AVAILABLE RECORDS:

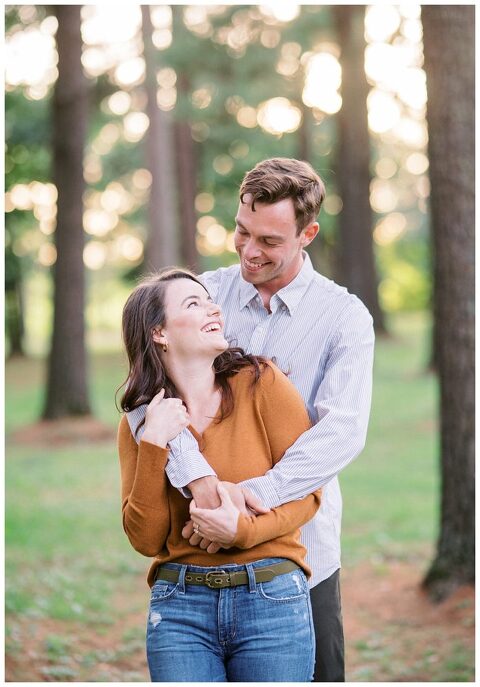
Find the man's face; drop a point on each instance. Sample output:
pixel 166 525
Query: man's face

...

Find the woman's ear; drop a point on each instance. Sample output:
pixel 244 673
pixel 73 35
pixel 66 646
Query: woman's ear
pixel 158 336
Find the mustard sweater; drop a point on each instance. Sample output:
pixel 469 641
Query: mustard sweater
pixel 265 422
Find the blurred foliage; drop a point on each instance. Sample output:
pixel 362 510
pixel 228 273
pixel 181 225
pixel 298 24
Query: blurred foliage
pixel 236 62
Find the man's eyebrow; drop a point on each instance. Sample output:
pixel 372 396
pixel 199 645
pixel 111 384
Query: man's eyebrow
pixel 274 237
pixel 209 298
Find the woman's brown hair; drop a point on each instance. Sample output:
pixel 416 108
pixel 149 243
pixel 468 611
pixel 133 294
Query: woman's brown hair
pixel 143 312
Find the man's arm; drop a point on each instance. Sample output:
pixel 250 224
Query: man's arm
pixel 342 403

AIM:
Pick out every line in the rows above that contains the word "sweater". Case counts.

TASK ANSWER:
Find the mustard sweater; drop a point on each instance. Sample output:
Query: mustard sweater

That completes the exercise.